_TEXT SECTION_.
==*==
Well, the founder CEO has become the hero of American corporate culture. And now, being a founder is the most well known, most admired, most respected path to fame and wealth and impact.
I think the tech sector is extremely obsessed with founder CEOs.
The tech sector started with the founder CEO, and there's a massive obsession that's there. Why is that obsession? Well because venture capitalists like to bet on founders. They believe in the founders.
They see the vision and they want them to be successful. And they build everything around the founder.
Well, today we're witnessing a dramatic change in the role of the computer.
I think the reason why is because no one really knows this kind of business, especially when the businesses are so young. It's really hard to rip and replace that kind of talent.
Founder CEOs, by definition, have written their own rules. And they've built a system from scratch.
We're blessed with having a lot of them here, and in Silicon Valley it's a make-up of a couple of things. One is a number of feeding universities from all around the region. The second is the venture capital community is unique and it's been hard to mimic in a number of places.
Venture capitalists always gravitate to a certain mould, and that's the same thing. Like Hollywood producers grabbed a certain cast. It's a casting of characters when you put a company together. You cast a type of a CEO.
You cast the type of the research person. You look at the profile. Hey, did they go to Stanford? Did they go to MIT? Did they go to Caltech?
Studies show that you often give money or have confidence in people who look like you. So young white male VCs are going to likely invest in people that remind them of themselves. And so there is the risk that women are left out. Minorities of other kinds are left out.
That sort of arrogant, brash, outrageous personality is less common in women.
Plenty of the normally under-represented categories have had less success in getting financing, and it's back again to some of the networks.
I think the same things that make founders capable and great - there's a shadow side. So you take really bright people who have a lot of confidence in their own thinking and some narcissistic tendencies and you give them a lot of money and potentially outsized rewards, things can get a little crazy. And we see that too.
Seeing the most successful examples of someone thinking totally differently, I think you're almost inherently going to get better products and more originality, but you're also going to have a lot of flameouts and things that don't work at all. Think of someone like Sam Bankman-Fried. He would fit the vein of a visionary CEO who could come up with one of the most innovative crypto companies on the planet. He's also in jail right now.
Crypto fraud guy.
I think far too many analyses will just look at a confined number of examples, and then draw the lessons from what it means to be a founder based on five successful examples and forget Sam Bankman-Fried, forget Elizabeth Holmes.
Disappointed?
Those examples are just as pertinent.
There are very few CEOs that can scale a company from zero all the way until the end of the company's life cycle.
That is the hardest thing for a founder to do is to scale out and be able to do that.
I think there's a certain flash that you need as a young company trying to make its name. Once you're at a certain stage, largely speaking, you don't really want that.
Jack Dorsey: If you really want investment, then show up to an investor with a prototype that works.
==*==
_LISTING_.
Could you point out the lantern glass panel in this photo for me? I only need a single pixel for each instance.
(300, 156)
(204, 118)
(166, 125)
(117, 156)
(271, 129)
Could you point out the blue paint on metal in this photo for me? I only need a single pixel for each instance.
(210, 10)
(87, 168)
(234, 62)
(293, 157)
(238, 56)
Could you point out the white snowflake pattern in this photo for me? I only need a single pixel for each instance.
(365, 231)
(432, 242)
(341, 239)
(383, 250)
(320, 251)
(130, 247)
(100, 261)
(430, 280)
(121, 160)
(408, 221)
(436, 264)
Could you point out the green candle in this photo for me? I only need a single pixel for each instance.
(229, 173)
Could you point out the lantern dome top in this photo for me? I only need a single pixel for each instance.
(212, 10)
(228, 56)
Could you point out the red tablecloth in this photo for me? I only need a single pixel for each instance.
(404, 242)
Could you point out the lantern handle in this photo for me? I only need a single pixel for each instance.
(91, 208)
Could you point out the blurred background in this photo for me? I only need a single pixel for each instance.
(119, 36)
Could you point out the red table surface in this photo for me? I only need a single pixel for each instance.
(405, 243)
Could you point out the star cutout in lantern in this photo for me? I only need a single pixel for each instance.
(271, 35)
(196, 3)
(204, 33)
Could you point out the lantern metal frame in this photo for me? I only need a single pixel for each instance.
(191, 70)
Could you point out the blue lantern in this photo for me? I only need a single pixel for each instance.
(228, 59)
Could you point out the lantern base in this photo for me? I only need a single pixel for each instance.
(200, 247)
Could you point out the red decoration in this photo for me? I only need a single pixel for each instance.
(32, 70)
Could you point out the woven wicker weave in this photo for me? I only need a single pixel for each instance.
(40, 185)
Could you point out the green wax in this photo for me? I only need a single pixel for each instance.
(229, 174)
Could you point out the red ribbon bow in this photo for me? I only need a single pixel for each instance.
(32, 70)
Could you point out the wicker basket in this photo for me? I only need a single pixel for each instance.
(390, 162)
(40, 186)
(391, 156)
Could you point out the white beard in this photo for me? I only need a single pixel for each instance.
==*==
_EXERCISE_.
Extend the passage on founder CEOs past its final line, keeping its spoken interview style. The entries play no part in this work.

_RESPONSE BELOW_.
Dorsey's interesting because he is one of the founders of Twitter. Left for a bit, came back. Towards the end, he err, by all accounts, checked out. His leadership style became increasingly, I don't want to do decision making. So that's perhaps an example of when a founder CEO kind of winds down and loses passion.
So we think of it sometimes as a relay race. We really believe that there's a manager for every season of the business. We believe really deeply that if people are sharing more, then the world will be a more open place where people can understand what's going on with the people around them.
One of the biggest founder CEOs who is still staying the course and therefore remains very interesting to me is Mark Zuckerberg. He's grown a multi-billion dollar company. And so as a founder CEO, you've seen him go from this sort of boyish, testing things here and there, into becoming more of a sort of seasoned businessman making acquisitions, being, perhaps, famously ruthless towards competition as he's continued growing the business.
But we're out there trying to prevent any issues from happening going forward. Very rarely is someone who founded a company the best person to be the CEO of a public company. Now we see that with Zuckerberg and other people, but they're outliers. That is not the norm.
So there's a natural business life cycle that has to be accounted for in succession.
And frankly, every founder CEO needs to be working on a succession plan. It's the hardest thing for them to think about early on. Succession planning actually really needs to start all the way back up to the board.
What we've seen is a divide between those that have stayed the course and do not leave and those that work out a succession plan that find people to come in under them that get them ready, and then pass on the reins.
Some of the best stories that we got when we did the interviews were the founders that basically became the biggest champion - the sales person to make the next person ensure they succeeded.
Let's look at Google, for example, when Larry and Sergey left, they put in Eric Schmidt. But they supported him for quite some time, and then they, founders, left. And then of course, they were able to do the transition to Sundar Pichai. That was a big shift.
That's not very easy to do. But if you want a company to succeed and become an institution, you have to do that.
Well certainly, nobody's suggesting that kids should use computers all day.
The transition between Bill Gates, to Ballmer, and now to Satya, is another example. There's still input in the founders. The founders haven't disappeared, they're just in the background. They're there for counsel.
People talk to them. Infosys, a great example. Nandan, one of the founders, well there's Salil there as a CEO. Nandan is still in the back, quiet in the background.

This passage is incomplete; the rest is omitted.